> [Source]
____

Shifting to a greater share of permanent pasture can have varying implications at the farm level, due to interactions with the wider farm management. Depending on management (e.g., grassland renewal, fertilizer application rates) and local conditions (e.g., soil type), permanent pasture may result in lower herbage yields than temporary pasture, which is often due to a smaller proportion of productive grass species. Differences in herbage yield and nutritional quality, however, strongly depend on many the management, rather than age of grassland. In case of lower yields or quality, more supplementary feed may be needed to maintain milk production levels. Permanent pasture implies less soil cultivation and often less fertilizer is used.
Mechanism of effect
Regarding climate impacts the main benefit of permanent pasture is the large accumulation of carbon in the soil and below-ground biomass, as compared to ley arable rotation or continuous arable land. This is due to various factors causing higher C inputs to the soil, such as litter, a high root density, root exudation (release of organic compounds from roots), and the lack of physical soil disturbance.

____

Answer these questions from the permanent pasture text above:
(a) What is often the reason permanent pasture gives lower herbage yields than temporary pasture?
(b) What may be needed to maintain milk production levels when yields or quality are lower?
(c) What is the main climate benefit of permanent pasture?

[Segmentation data]

____

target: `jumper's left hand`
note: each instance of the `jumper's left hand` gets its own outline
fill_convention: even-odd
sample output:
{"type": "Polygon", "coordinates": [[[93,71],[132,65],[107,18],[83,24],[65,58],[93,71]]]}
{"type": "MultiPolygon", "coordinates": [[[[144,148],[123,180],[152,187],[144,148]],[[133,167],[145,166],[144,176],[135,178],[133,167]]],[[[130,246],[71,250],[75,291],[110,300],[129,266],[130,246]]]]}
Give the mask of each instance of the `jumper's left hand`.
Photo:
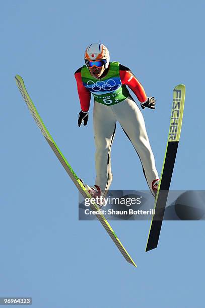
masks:
{"type": "Polygon", "coordinates": [[[152,97],[148,97],[147,102],[144,103],[144,104],[141,103],[141,105],[143,109],[144,109],[146,107],[148,108],[150,108],[151,109],[155,109],[155,103],[156,100],[154,96],[152,96],[152,97]]]}

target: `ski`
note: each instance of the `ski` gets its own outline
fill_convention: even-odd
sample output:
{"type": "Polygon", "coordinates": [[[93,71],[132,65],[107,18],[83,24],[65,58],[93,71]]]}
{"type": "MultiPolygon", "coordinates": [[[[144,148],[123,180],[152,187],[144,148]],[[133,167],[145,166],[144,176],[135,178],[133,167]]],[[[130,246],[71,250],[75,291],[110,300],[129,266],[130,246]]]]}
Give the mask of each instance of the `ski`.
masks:
{"type": "MultiPolygon", "coordinates": [[[[65,171],[70,177],[71,179],[73,181],[74,184],[77,187],[78,189],[81,193],[84,198],[92,198],[91,196],[89,194],[88,192],[85,189],[83,186],[81,181],[80,180],[79,177],[77,176],[76,173],[74,172],[72,168],[70,165],[68,163],[67,161],[57,147],[56,144],[52,138],[50,134],[48,132],[44,124],[43,123],[41,118],[37,111],[36,107],[35,107],[33,103],[32,102],[28,92],[26,89],[24,85],[24,81],[21,76],[16,75],[15,79],[17,85],[17,87],[19,88],[23,98],[25,101],[31,114],[35,120],[37,126],[40,128],[41,133],[45,137],[46,140],[48,143],[49,145],[57,156],[60,163],[64,167],[65,171]]],[[[91,202],[90,207],[93,210],[96,211],[99,209],[99,207],[96,203],[94,204],[91,202]]],[[[126,251],[122,243],[117,237],[116,235],[112,229],[112,227],[110,225],[109,223],[105,218],[104,216],[102,214],[96,214],[96,216],[99,220],[100,221],[107,233],[109,234],[112,241],[114,242],[116,246],[118,248],[119,250],[123,256],[125,260],[134,266],[136,267],[136,264],[131,259],[131,257],[126,251]]]]}
{"type": "Polygon", "coordinates": [[[157,246],[179,143],[184,106],[185,87],[174,89],[170,125],[161,179],[155,198],[155,214],[150,225],[146,252],[157,246]]]}

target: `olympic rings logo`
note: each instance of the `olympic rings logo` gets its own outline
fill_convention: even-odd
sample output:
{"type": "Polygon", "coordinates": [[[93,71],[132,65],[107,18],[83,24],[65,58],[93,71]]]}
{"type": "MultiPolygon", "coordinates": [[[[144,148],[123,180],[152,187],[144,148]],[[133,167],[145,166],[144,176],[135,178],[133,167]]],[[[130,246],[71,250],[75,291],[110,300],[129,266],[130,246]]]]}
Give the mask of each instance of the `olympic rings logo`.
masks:
{"type": "Polygon", "coordinates": [[[116,86],[116,82],[113,79],[109,79],[106,83],[103,81],[99,81],[94,83],[92,80],[89,80],[87,83],[87,87],[93,91],[100,91],[102,89],[109,91],[115,86],[116,86]]]}

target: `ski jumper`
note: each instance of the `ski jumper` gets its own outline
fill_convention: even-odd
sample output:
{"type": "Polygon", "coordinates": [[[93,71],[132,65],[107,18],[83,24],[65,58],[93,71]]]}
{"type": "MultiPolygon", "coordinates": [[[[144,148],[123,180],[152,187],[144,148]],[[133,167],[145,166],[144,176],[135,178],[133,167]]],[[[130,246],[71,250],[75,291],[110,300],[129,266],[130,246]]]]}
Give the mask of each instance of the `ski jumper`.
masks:
{"type": "Polygon", "coordinates": [[[118,121],[139,156],[152,191],[152,182],[159,179],[155,159],[143,115],[126,86],[133,92],[141,103],[146,102],[147,95],[128,67],[118,62],[111,62],[108,70],[107,73],[99,79],[92,76],[86,65],[75,73],[83,111],[86,112],[89,109],[91,93],[94,98],[95,184],[104,191],[109,190],[112,182],[110,151],[118,121]]]}

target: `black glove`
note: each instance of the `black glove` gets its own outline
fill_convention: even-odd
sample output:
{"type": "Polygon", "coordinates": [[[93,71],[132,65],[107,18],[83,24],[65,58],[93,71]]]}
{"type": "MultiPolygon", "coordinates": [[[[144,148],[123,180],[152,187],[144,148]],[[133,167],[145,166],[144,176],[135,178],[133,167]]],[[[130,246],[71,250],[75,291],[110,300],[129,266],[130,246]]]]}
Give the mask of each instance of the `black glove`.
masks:
{"type": "Polygon", "coordinates": [[[82,122],[83,121],[83,125],[84,126],[87,125],[87,123],[88,123],[88,112],[84,112],[81,110],[79,112],[79,114],[78,115],[78,126],[80,126],[81,125],[82,122]]]}
{"type": "Polygon", "coordinates": [[[148,97],[147,102],[144,104],[141,103],[141,107],[143,108],[143,109],[144,109],[146,107],[148,108],[150,108],[151,109],[155,109],[155,102],[156,100],[154,96],[152,97],[148,97]]]}

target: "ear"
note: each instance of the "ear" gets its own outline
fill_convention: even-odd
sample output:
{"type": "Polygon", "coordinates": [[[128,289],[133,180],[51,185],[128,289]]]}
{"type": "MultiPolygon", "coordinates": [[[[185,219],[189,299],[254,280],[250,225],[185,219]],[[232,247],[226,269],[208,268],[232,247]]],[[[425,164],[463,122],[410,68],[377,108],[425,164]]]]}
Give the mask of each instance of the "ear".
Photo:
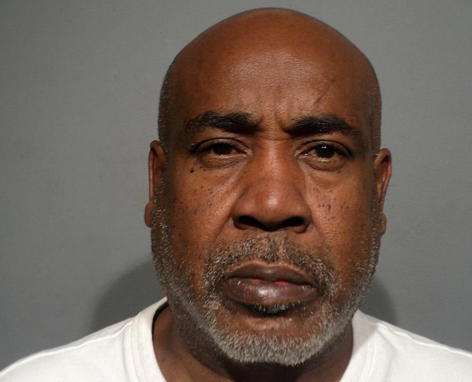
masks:
{"type": "Polygon", "coordinates": [[[162,172],[167,164],[166,154],[161,144],[157,140],[153,140],[150,144],[148,162],[149,172],[149,201],[144,209],[144,221],[148,227],[151,226],[152,221],[154,195],[159,186],[162,172]]]}
{"type": "Polygon", "coordinates": [[[385,233],[387,224],[387,218],[384,213],[384,202],[390,177],[392,175],[392,155],[388,149],[382,149],[376,156],[374,161],[374,171],[377,196],[382,211],[382,234],[383,235],[385,233]]]}

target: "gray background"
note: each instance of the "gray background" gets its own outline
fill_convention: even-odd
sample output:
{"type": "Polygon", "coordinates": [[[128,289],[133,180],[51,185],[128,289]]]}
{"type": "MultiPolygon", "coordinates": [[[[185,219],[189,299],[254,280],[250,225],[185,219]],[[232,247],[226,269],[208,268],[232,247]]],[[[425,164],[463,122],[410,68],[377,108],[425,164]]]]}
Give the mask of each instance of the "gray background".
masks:
{"type": "Polygon", "coordinates": [[[472,350],[472,1],[0,1],[0,368],[162,296],[143,210],[174,56],[212,24],[292,7],[377,69],[388,218],[364,309],[472,350]]]}

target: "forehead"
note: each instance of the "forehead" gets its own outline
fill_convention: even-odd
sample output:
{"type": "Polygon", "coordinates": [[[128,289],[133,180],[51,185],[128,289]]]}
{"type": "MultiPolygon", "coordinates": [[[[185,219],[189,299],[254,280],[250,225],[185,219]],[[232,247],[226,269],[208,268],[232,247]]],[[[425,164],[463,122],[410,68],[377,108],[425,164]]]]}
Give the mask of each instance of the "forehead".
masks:
{"type": "Polygon", "coordinates": [[[345,42],[336,49],[334,40],[195,44],[176,65],[175,122],[182,126],[208,110],[243,111],[280,125],[329,114],[369,136],[363,57],[345,42]]]}

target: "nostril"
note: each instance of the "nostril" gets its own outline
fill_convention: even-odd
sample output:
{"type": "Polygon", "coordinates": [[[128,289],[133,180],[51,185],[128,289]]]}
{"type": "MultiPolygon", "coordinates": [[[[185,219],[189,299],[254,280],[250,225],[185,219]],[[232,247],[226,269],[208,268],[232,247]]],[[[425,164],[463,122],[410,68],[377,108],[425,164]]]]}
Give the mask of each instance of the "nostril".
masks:
{"type": "Polygon", "coordinates": [[[286,228],[289,227],[300,227],[305,225],[305,219],[299,216],[293,216],[286,219],[277,226],[277,229],[286,228]]]}
{"type": "Polygon", "coordinates": [[[267,229],[265,226],[257,219],[248,215],[243,215],[237,219],[238,225],[244,227],[255,227],[261,229],[267,229]]]}

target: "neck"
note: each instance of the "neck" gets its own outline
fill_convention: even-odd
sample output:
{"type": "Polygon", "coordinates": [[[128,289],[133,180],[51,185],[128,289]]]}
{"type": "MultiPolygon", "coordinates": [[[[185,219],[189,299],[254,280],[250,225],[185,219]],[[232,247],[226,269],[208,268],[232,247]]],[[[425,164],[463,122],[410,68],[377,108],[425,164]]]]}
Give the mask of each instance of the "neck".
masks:
{"type": "MultiPolygon", "coordinates": [[[[185,318],[179,317],[185,320],[185,318]]],[[[154,353],[166,381],[287,381],[335,382],[341,380],[353,350],[351,323],[334,343],[316,358],[296,366],[266,363],[238,364],[223,357],[204,333],[188,335],[180,329],[170,308],[155,320],[153,328],[154,353]],[[197,335],[196,336],[196,334],[197,335]]]]}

____

> [Solution to this exercise]
(a) A smaller proportion of productive grass species.
(b) More supplementary feed.
(c) The large accumulation of carbon in the soil and below-ground biomass.